» What is needed: Please rewrite the lines below, replacing every "return x and y" with "give the x and y coordinates" and leaving everything else unchanged.

[begin Data entries]

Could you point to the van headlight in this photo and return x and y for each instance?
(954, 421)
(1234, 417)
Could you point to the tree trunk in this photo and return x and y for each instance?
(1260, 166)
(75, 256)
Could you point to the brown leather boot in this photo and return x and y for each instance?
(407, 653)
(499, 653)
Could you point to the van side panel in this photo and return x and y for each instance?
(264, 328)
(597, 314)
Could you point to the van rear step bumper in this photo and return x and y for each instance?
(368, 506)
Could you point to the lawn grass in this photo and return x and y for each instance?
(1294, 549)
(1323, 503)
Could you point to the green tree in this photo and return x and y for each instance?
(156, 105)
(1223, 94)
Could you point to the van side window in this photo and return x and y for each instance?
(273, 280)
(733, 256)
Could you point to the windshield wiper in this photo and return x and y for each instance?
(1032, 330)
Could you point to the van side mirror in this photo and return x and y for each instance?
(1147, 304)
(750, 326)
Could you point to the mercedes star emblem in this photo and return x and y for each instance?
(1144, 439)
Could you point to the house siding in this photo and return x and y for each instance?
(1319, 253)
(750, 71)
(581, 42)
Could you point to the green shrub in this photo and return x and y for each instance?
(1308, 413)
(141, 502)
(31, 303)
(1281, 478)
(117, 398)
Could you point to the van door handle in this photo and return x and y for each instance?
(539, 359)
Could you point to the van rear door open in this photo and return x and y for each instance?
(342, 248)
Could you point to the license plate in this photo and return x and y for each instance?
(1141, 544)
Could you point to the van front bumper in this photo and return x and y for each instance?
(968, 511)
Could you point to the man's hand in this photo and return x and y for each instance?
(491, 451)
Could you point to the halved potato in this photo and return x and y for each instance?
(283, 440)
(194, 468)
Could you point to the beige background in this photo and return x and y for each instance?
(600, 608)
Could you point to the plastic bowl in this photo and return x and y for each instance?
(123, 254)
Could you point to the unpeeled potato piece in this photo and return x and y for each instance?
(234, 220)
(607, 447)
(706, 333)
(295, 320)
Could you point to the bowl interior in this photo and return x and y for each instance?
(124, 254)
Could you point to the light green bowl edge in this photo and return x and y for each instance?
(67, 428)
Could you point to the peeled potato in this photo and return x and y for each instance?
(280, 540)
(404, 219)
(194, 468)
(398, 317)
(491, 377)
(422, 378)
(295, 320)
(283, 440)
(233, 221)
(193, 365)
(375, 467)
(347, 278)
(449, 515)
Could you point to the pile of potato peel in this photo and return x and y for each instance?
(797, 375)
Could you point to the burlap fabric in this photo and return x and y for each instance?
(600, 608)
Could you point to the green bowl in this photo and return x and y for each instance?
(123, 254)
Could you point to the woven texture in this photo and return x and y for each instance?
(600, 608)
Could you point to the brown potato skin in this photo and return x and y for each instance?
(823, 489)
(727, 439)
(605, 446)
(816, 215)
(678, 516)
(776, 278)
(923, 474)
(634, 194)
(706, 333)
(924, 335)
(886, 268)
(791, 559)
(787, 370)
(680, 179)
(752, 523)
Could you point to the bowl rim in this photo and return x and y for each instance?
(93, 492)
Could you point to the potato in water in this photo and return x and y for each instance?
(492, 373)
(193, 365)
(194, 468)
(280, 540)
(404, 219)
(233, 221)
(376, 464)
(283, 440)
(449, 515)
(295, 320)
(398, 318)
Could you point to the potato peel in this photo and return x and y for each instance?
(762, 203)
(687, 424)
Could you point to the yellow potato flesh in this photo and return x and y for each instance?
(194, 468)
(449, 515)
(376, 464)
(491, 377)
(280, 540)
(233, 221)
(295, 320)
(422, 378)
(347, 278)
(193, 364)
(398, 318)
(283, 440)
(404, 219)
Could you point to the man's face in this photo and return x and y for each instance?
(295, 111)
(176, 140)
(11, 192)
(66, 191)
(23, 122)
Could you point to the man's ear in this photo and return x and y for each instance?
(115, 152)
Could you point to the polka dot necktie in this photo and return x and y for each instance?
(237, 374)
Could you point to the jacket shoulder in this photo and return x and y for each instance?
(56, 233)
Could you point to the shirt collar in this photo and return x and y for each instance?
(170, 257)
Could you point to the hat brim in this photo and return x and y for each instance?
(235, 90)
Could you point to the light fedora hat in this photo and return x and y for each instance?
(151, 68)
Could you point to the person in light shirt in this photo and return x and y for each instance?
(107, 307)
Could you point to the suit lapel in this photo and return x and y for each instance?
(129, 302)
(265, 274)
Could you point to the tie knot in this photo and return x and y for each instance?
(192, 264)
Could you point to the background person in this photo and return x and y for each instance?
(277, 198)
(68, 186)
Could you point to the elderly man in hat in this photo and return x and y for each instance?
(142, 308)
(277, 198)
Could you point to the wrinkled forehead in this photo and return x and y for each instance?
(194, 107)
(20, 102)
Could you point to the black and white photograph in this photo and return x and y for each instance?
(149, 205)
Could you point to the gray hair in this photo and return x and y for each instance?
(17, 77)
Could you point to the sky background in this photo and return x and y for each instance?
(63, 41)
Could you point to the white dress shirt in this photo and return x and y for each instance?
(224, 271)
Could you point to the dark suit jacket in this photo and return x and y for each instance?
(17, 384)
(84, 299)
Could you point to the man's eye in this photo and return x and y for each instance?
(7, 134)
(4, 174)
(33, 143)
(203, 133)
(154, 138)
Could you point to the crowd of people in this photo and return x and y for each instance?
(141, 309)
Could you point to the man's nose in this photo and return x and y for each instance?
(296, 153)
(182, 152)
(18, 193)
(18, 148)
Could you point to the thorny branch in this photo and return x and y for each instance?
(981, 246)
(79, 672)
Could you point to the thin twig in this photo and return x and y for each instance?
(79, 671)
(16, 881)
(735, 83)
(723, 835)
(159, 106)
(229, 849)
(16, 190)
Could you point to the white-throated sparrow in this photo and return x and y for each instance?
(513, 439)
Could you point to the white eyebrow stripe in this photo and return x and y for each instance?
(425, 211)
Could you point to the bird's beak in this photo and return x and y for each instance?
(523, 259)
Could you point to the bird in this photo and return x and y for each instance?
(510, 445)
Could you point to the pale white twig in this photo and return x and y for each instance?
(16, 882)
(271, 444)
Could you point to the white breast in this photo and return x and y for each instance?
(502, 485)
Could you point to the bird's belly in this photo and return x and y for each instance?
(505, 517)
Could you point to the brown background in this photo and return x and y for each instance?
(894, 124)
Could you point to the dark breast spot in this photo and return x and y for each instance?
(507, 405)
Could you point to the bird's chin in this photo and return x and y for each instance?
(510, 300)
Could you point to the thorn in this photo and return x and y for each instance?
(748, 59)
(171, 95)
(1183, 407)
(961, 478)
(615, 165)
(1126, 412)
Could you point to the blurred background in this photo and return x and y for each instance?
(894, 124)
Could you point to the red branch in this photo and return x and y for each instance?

[end Data entries]

» Written answer:
Could you point to the van headlight in this photo and give the x and y coordinates for each instance?
(954, 421)
(1234, 417)
Could you point to the tree trunk in this photo and give the x and y coordinates for each instance?
(1260, 166)
(75, 256)
Could you point to the brown leather boot in this photo and give the x and y coordinates for each instance?
(407, 653)
(499, 653)
Could you point to the van side panel in this photo and give the x and y coordinates for each instance?
(264, 328)
(597, 314)
Could you point to the van rear step bumper in this photo and give the x and y coordinates for each instance?
(368, 506)
Could you point to the lawn grass in this photo and give the x and y coordinates for each instance?
(1294, 549)
(1323, 503)
Could you point to the green tree in this photo and give the x and y coordinates for each instance?
(156, 105)
(1223, 94)
Could you point to the van side window in this photo and give the x and y coordinates for each instance?
(273, 280)
(733, 256)
Could you point to the windshield wiper in this photo and give the x and y coordinates for each instance?
(1032, 330)
Could you point to the van side mirror in this photo and give the x and y coordinates for each instance?
(1147, 304)
(750, 326)
Could you point to the mercedes star emblem in this photo and give the x and y coordinates for each instance?
(1144, 439)
Could you point to the house siding in this photo and give the x and y coordinates for each instance?
(1319, 253)
(750, 71)
(581, 42)
Could you point to the green shrub in this photo and give the x and y coordinates for each instance?
(1308, 413)
(141, 502)
(31, 303)
(1281, 478)
(117, 398)
Could you point to the van door handle in this photo and give the x and y coordinates for each instance?
(539, 359)
Could you point to the van rear door open in this photo and give the x and y coordinates for each instance?
(342, 248)
Could you point to the license plate in this photo and give the x and y coordinates for each instance?
(1141, 544)
Could you point to the van front bumper in this photo and give the x and y coordinates for each instance?
(968, 511)
Could you point to the man's hand in this photo and give the x and y coordinates for each instance?
(491, 451)
Could you point to the halved potato in this photo and give the x and y coordinates for each instance?
(283, 440)
(194, 468)
Could you point to the beige background in this photo and give the x and y coordinates for each instance?
(600, 608)
Could you point to the plastic bowl in this photo and give the x and y coordinates for each instance?
(123, 254)
Could you point to the unpeeled potato piece in this photo and give the x and y coordinates for each instance?
(234, 220)
(607, 447)
(706, 333)
(295, 320)
Could you point to the bowl interior in this photo and give the x and y coordinates for each instance?
(124, 254)
Could you point to the light green bowl edge in this photo and give the x and y coordinates for each instance?
(67, 428)
Could you point to the peeled potato in this photo and give the x and y coordinates for each instance?
(280, 540)
(404, 219)
(194, 468)
(398, 317)
(491, 377)
(422, 378)
(295, 320)
(283, 440)
(233, 221)
(193, 365)
(375, 467)
(347, 278)
(449, 515)
Could you point to the pile of potato peel in this photo and give the x and y coordinates for each instance?
(797, 375)
Could you point to the burlap fabric in this photo and give the x and y coordinates for each instance?
(600, 608)
Could you point to the green bowl in this photo and give the x and y coordinates for each instance?
(123, 254)
Could you point to the woven texture in this photo and give the x and y coordinates for each instance?
(600, 608)
Could you point to the brown potato skin in this photo and give the x and y coordinates for each instance?
(823, 489)
(727, 439)
(605, 446)
(816, 215)
(678, 516)
(776, 278)
(923, 474)
(634, 194)
(706, 333)
(924, 335)
(886, 268)
(791, 559)
(787, 370)
(680, 179)
(752, 523)
Could you point to the bowl rim in this photo and give the x and y coordinates for each instance?
(93, 492)
Could you point to the potato in water in this photo and give the x and y coordinates for each instance?
(492, 373)
(193, 365)
(194, 468)
(280, 540)
(404, 219)
(233, 221)
(376, 464)
(283, 440)
(449, 515)
(295, 320)
(398, 318)
Could you point to the potato peel in this photo and give the x and y coordinates for each instance?
(762, 203)
(687, 424)
Could you point to the yellow potato flesh in this photo and give the x and y coordinates for each instance?
(194, 468)
(449, 515)
(376, 464)
(491, 377)
(280, 540)
(233, 221)
(295, 320)
(422, 378)
(347, 278)
(193, 364)
(398, 318)
(283, 440)
(404, 219)
Could you point to the man's face in this photo and give the x and y coordinates for each instance?
(295, 111)
(176, 140)
(11, 192)
(66, 191)
(23, 122)
Could you point to the man's ear in this photo and give the x and y coordinates for each instance?
(115, 152)
Could you point to the polka dot necktie in this photo and give the x and y coordinates for each instance?
(237, 374)
Could you point to the jacket shoulder in this photo and give the x and y coordinates for each instance?
(56, 233)
Could you point to the shirt collar in this photo and give the x and y coordinates for each instance?
(170, 257)
Could you point to the hat brim in this photo and give the x and y coordinates for each instance?
(235, 90)
Could you point to the light fedora hat in this photo and give the x and y coordinates for each instance?
(151, 68)
Could you point to the person in light shirt in this photo and give the x and y coordinates for each instance?
(107, 307)
Could you point to the suit lapel in this photo and give the x and y coordinates for each instance?
(129, 302)
(265, 274)
Could you point to the tie knot in this photo and give the x and y coordinates for each instance?
(192, 264)
Could you point to the background person in this photo and give the x and y coordinates for each instance?
(277, 198)
(68, 186)
Could you point to the elderly man in hat in this photo and give the x and y coordinates for each instance?
(142, 308)
(277, 198)
Could you point to the wrinkled forehead in this photo and give the x and y coordinates for each instance?
(194, 107)
(20, 102)
Could you point to the black and white photograph in this photo and give the x and y coordinates for each instance?
(149, 205)
Could you point to the gray hair in this photo and give the x and y coordinates for each instance?
(17, 77)
Could you point to the sky background in this photo and give the x and y coordinates for each instance?
(63, 41)
Could you point to the white dress shirt in this photo and give the x and y coordinates for each instance?
(224, 271)
Could you point to the dark suit jacket in this photo and give the x and y coordinates for each instance?
(17, 384)
(84, 299)
Could you point to the man's eye in this photo and give the x and y coordinates for each instance?
(7, 134)
(4, 174)
(33, 143)
(203, 133)
(154, 138)
Could you point to the crowd of people in this photo and give the x and y coordinates for each instance?
(141, 309)
Could you point to the man's nose in this photo and give the x and y coordinates for each instance?
(296, 153)
(182, 152)
(18, 193)
(18, 148)
Could you point to the thorny branch in this photo and give the x and y coordinates for each instance?
(981, 246)
(79, 672)
Could you point to the thin twig in this photo and give the x and y coordinates for each instance?
(79, 671)
(16, 881)
(735, 83)
(723, 835)
(159, 106)
(229, 849)
(16, 190)
Could you point to the white-throated sparrow in this photo and give the x and y coordinates for each instance?
(513, 439)
Could you point to the white eyebrow stripe in this photo and give the x and y coordinates for each instance?
(425, 211)
Could you point to the bird's beak in this photo and give the x and y coordinates for each instance?
(523, 259)
Could you point to the bird in this photo and give the x and y coordinates for each instance?
(510, 445)
Could you point to the pale white twig in this photo and give the x and y coordinates for each instance?
(16, 882)
(271, 444)
Could you point to the white breast in this photo and give the x and y coordinates for each instance?
(502, 485)
Could you point to the bird's belly in this photo and give the x and y coordinates for each instance?
(505, 517)
Could you point to the brown background in this photo and give the x and y coordinates for each instance?
(894, 124)
Could you point to the dark breast spot in this photo and give the x and y coordinates for each instance?
(507, 405)
Could you point to the bird's chin in this photo and give the x and y coordinates for each instance?
(510, 300)
Could you point to the thorn in this photo and give the x and y coordinates for each instance?
(748, 59)
(171, 95)
(1183, 407)
(961, 478)
(615, 165)
(1126, 412)
Could you point to the blurred background in this photo and give the x and y coordinates for each instance?
(894, 124)
Could you point to the red branch in this photo and give the x and y coordinates for each instance?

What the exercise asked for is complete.